===== Data for the task

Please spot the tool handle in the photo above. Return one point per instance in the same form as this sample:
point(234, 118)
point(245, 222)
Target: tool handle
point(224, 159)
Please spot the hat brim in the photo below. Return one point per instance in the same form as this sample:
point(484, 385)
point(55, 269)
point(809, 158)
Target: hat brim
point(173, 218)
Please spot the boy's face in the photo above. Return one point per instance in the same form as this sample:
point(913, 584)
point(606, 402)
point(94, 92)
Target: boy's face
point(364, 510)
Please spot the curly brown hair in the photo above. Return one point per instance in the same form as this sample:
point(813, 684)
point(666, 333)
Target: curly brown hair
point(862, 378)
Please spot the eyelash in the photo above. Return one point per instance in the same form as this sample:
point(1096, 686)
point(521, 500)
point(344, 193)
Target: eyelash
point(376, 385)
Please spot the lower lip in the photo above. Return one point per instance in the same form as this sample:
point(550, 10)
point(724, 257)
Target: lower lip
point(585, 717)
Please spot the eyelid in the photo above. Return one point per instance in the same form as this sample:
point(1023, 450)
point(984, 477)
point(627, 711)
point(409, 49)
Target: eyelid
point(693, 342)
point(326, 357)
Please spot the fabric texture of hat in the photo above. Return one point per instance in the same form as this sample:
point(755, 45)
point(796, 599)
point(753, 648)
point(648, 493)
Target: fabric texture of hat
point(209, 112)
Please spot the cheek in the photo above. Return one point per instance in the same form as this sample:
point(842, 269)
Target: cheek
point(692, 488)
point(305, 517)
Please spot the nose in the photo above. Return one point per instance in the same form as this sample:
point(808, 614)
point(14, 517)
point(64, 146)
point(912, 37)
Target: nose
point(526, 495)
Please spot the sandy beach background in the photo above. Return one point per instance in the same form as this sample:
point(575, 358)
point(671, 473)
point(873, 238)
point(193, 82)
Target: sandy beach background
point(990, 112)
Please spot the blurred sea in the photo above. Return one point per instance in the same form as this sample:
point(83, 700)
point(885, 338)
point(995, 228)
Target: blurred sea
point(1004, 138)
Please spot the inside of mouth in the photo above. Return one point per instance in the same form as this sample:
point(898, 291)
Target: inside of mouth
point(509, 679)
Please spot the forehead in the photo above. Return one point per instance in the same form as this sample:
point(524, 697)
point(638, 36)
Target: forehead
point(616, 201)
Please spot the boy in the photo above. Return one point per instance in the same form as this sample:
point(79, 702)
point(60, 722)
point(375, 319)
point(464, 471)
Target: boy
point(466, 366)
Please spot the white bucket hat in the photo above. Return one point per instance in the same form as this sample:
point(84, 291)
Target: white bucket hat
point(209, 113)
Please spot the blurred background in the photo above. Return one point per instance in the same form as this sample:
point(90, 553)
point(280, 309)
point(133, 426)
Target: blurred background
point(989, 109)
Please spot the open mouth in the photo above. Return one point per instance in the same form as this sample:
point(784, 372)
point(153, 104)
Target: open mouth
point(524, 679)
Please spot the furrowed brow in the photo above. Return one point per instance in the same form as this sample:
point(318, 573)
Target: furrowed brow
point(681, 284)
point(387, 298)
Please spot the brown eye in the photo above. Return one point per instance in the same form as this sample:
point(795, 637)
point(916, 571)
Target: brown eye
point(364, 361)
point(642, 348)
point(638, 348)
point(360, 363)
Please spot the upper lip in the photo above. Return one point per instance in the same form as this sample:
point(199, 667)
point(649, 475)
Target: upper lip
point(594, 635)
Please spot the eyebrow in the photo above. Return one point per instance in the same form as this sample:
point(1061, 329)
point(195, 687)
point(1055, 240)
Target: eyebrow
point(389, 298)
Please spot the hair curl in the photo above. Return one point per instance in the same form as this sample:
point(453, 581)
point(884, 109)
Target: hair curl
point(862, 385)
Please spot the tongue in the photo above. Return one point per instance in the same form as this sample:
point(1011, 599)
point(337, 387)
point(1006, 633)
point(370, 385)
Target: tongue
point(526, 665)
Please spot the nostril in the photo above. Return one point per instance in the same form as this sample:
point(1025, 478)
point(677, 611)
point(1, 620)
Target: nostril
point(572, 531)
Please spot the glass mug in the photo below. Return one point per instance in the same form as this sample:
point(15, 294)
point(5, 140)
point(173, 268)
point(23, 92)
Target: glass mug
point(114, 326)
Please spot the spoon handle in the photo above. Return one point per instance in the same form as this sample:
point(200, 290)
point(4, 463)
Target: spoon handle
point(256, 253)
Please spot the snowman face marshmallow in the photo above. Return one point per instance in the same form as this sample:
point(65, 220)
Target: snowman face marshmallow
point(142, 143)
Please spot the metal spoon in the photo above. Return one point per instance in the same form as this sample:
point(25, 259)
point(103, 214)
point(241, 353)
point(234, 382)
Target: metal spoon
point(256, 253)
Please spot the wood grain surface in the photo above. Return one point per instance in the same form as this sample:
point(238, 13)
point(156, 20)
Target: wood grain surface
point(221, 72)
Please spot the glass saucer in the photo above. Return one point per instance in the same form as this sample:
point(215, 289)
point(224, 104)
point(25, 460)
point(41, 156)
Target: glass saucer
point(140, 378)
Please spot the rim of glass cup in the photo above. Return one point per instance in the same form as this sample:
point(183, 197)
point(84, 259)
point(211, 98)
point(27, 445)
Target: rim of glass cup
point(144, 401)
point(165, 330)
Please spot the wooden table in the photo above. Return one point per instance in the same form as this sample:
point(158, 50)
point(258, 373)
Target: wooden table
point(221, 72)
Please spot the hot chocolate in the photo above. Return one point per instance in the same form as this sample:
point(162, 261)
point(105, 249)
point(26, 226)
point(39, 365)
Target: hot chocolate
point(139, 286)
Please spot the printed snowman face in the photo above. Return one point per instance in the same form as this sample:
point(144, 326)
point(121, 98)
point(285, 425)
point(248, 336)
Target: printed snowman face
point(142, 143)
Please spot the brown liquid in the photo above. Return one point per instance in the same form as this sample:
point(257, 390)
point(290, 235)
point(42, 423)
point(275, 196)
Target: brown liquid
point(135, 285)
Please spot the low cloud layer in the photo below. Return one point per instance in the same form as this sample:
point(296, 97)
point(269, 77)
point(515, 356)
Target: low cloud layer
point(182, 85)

==========

— Task objective —
Convert every line in the rows above into a numbered list, leaving out any blank lines.

— Solution for this exercise —
1. Please spot the tool handle in the photo above. Return one point per instance in the same form as this sample:
2. point(234, 118)
3. point(245, 222)
4. Target: tool handle
5. point(224, 159)
6. Please spot the hat brim in the photo below. Return one point per instance in the same form as this sample:
7. point(484, 385)
8. point(55, 269)
9. point(809, 158)
10. Target: hat brim
11. point(173, 218)
12. Please spot the boy's face in the photo above. Return one point per instance in the same form as this sample:
13. point(913, 584)
14. point(606, 402)
15. point(94, 92)
16. Target: boy's face
17. point(364, 510)
18. Please spot the curly brown hair in the photo above. Return one point per instance in the same form as this sample:
19. point(813, 684)
20. point(666, 333)
21. Target: curly brown hair
22. point(862, 378)
23. Please spot the eyelash in the photo above. Return one point per instance in the same form as this sample:
24. point(1096, 686)
25. point(521, 500)
26. point(344, 193)
27. Target: eyelash
28. point(376, 385)
29. Please spot the lower lip in the photo above. Return one point per instance in the same form as this sample:
30. point(550, 10)
31. point(724, 257)
32. Target: lower lip
33. point(585, 717)
34. Please spot the eyelid in the photo above. Return one point per instance in the same form as this sample:
35. point(1023, 450)
36. point(984, 477)
37. point(627, 711)
38. point(409, 49)
39. Target: eyelid
40. point(693, 342)
41. point(326, 357)
42. Please spot the fabric texture of hat in the photo above. Return one point per instance in the same form as this sample:
43. point(755, 45)
44. point(796, 599)
45. point(753, 648)
46. point(648, 493)
47. Target: fabric texture of hat
48. point(209, 112)
49. Please spot the cheek in the photo above. Return one point per instance in the same form as this sample:
50. point(842, 269)
51. Target: cheek
52. point(692, 488)
53. point(305, 517)
54. Please spot the nose in the photo above. Return one point per instance in the same form as this sample:
55. point(808, 614)
56. point(14, 517)
57. point(64, 146)
58. point(912, 37)
59. Target: nose
60. point(526, 495)
61. Please spot the sandy beach background in the photo above. Return one point per instance in the same form as this sample:
62. point(575, 358)
63. point(671, 473)
64. point(873, 238)
65. point(193, 82)
66. Target: sandy beach background
67. point(990, 112)
68. Please spot the blurred sea in the photo above. Return one point per instance in the same form as this sample:
69. point(83, 700)
70. point(885, 338)
71. point(995, 228)
72. Target: blurred sea
73. point(1004, 138)
74. Please spot the inside of mouth in the photo above. Return one point per instance in the same form as this sample:
75. point(898, 291)
76. Target: inside of mouth
77. point(509, 679)
78. Please spot the forehead in the photo above. Return one point per instance in the same form as this sample:
79. point(524, 697)
80. point(638, 36)
81. Target: forehead
82. point(616, 201)
83. Please spot the boy in the photo above. Return one point per instance in the same form as this sample:
84. point(79, 702)
85. point(60, 722)
86. point(375, 319)
87. point(464, 471)
88. Target: boy
89. point(466, 366)
90. Please spot the white bucket hat in the photo above. Return one point per instance in the same form as this sample:
91. point(84, 291)
92. Target: white bucket hat
93. point(209, 113)
94. Please spot the blurred background in the photo above. Return one point per instance in the same form as this sample:
95. point(90, 553)
96. point(280, 309)
97. point(133, 426)
98. Target: blurred background
99. point(989, 109)
100. Please spot the open mouth in the photo above. Return one point per instance in the same form as this sample:
101. point(784, 372)
102. point(153, 104)
103. Target: open mouth
104. point(524, 679)
105. Please spot the furrowed brow in the photo above. Return one point per instance in the same form as this sample:
106. point(318, 573)
107. Target: furrowed brow
108. point(681, 284)
109. point(387, 298)
110. Please spot the brown eye in the photo above. Return one point per instance in the same form as this sample:
111. point(795, 637)
112. point(916, 571)
113. Target: brown eye
114. point(364, 361)
115. point(642, 348)
116. point(638, 348)
117. point(360, 363)
118. Please spot the upper lip in the photo above. Return one point per instance in the same form as this sample:
119. point(199, 667)
120. point(649, 475)
121. Target: upper lip
122. point(594, 635)
123. Please spot the eyebrow in the photo above. Return one point per instance in the same form as this sample:
124. point(1061, 329)
125. point(195, 687)
126. point(1055, 240)
127. Target: eyebrow
128. point(389, 298)
129. Please spot the hair curl in the photo above. Return one point per instance in the same form as this sample:
130. point(453, 581)
131. point(884, 109)
132. Target: hair curl
133. point(862, 385)
134. Please spot the tongue in the photo above. Return one point per instance in the same form as this sample:
135. point(1011, 599)
136. point(337, 387)
137. point(1006, 633)
138. point(370, 385)
139. Target: tongue
140. point(526, 665)
141. Please spot the nostril in the photo above. Return one point per instance in the same form as this sample:
142. point(1025, 478)
143. point(677, 611)
144. point(1, 620)
145. Target: nostril
146. point(572, 531)
147. Please spot the glass mug in the photo below. Return one point per instance in the same form as this sample:
148. point(15, 294)
149. point(5, 140)
150. point(173, 268)
151. point(23, 92)
152. Target: glass mug
153. point(114, 326)
154. Please spot the spoon handle in the photo above. Return one point per instance in the same form as this sample:
155. point(200, 290)
156. point(4, 463)
157. Target: spoon handle
158. point(256, 253)
159. Please spot the snowman face marshmallow in the photo above. Return one point per instance in the same form as this sample:
160. point(65, 220)
161. Target: snowman face marshmallow
162. point(142, 143)
163. Please spot the metal spoon in the photo above. Return one point per instance in the same form as this sample:
164. point(25, 259)
165. point(103, 214)
166. point(241, 353)
167. point(234, 382)
168. Target: metal spoon
169. point(256, 253)
170. Please spot the wood grain surface in the photo above. Return one point per instance in the same form as this sample:
171. point(238, 13)
172. point(156, 20)
173. Target: wood grain surface
174. point(221, 72)
175. Please spot the glass saucer in the photo above. Return one point per instance in the same form as this sample:
176. point(215, 289)
177. point(224, 104)
178. point(25, 460)
179. point(41, 156)
180. Target: glass saucer
181. point(140, 378)
182. Please spot the rim of glass cup in the photo above. Return one point per instance in the same form as this sample:
183. point(183, 197)
184. point(84, 259)
185. point(211, 98)
186. point(27, 445)
187. Target: rim of glass cup
188. point(144, 401)
189. point(165, 330)
190. Please spot the wooden table in the photo above. Return one point per instance in the same form as this sample:
191. point(158, 50)
192. point(258, 373)
193. Target: wooden table
194. point(221, 72)
195. Please spot the hot chocolate in the photo above. Return one point per instance in the same form as this sample:
196. point(162, 261)
197. point(105, 249)
198. point(26, 226)
199. point(39, 365)
200. Target: hot chocolate
201. point(139, 286)
202. Please spot the printed snowman face in the photo above. Return one point per instance in the same form as this sample:
203. point(144, 326)
204. point(121, 98)
205. point(285, 425)
206. point(248, 336)
207. Target: printed snowman face
208. point(142, 143)
209. Please spot the brown liquid in the photo above. Return one point per instance in the same form as this sample:
210. point(257, 390)
211. point(290, 235)
212. point(42, 423)
213. point(275, 196)
214. Target: brown liquid
215. point(135, 285)
216. Please spot the low cloud layer in the photo below. Return one point per instance in the same form as this sample:
217. point(296, 97)
218. point(269, 77)
219. point(515, 356)
220. Target: low cloud layer
221. point(182, 85)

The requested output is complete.